Assignment ▸
For the records that follow, work out how many lines include "light" and give only that count.

Available records ▸
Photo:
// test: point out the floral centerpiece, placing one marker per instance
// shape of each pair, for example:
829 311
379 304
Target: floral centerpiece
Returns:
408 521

--

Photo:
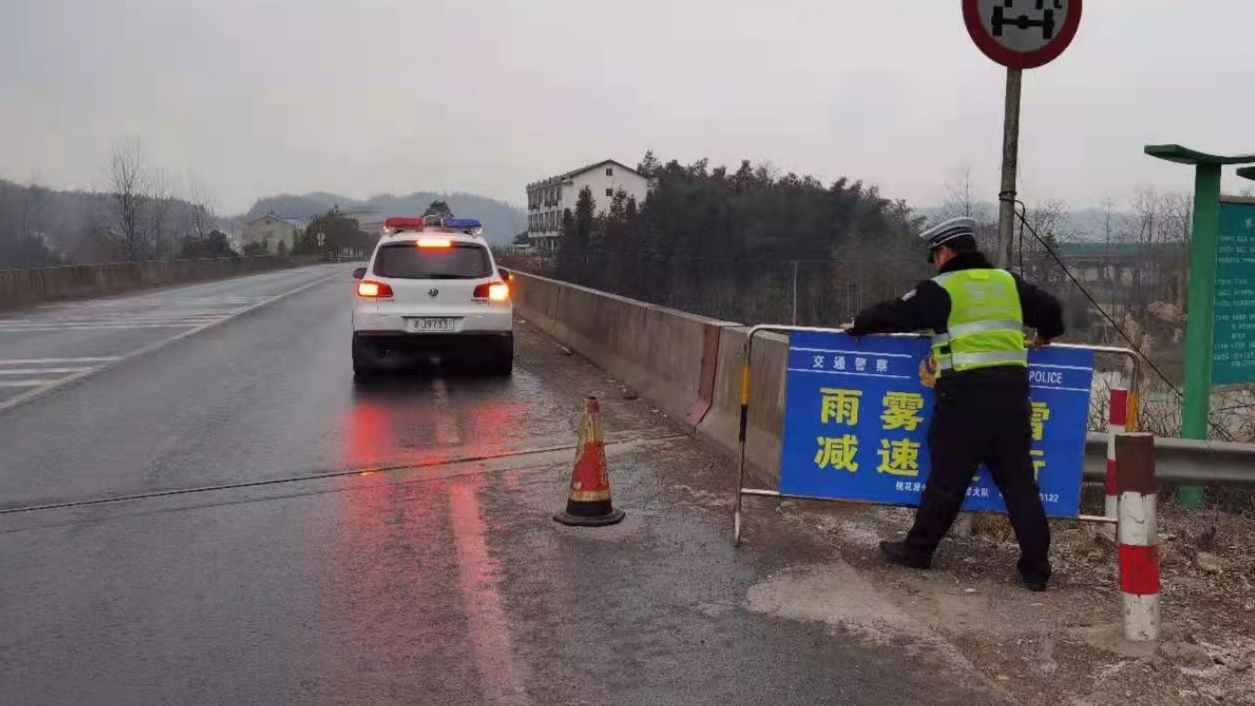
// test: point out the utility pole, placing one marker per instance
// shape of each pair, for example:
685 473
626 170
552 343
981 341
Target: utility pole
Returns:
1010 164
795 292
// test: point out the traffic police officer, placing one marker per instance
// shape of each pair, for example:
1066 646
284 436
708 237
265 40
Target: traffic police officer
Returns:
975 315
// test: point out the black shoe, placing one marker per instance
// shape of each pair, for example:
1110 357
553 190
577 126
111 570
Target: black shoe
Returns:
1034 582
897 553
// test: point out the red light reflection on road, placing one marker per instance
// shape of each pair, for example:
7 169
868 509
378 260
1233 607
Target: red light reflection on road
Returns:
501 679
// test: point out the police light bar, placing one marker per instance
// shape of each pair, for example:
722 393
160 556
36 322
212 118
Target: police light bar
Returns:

==

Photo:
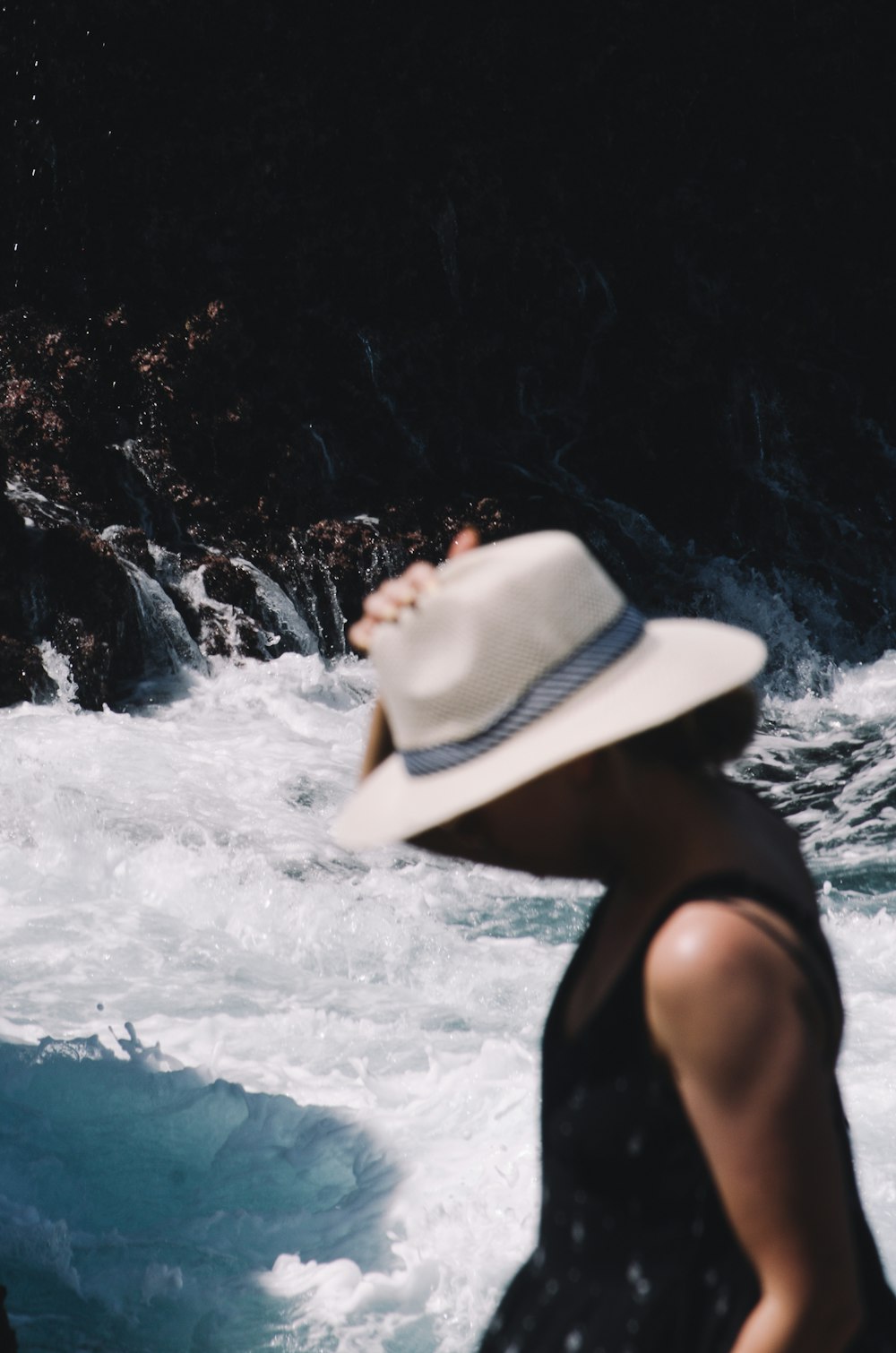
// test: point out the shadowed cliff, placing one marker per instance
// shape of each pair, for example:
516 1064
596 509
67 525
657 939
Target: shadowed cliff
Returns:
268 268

Problem solution ▸
4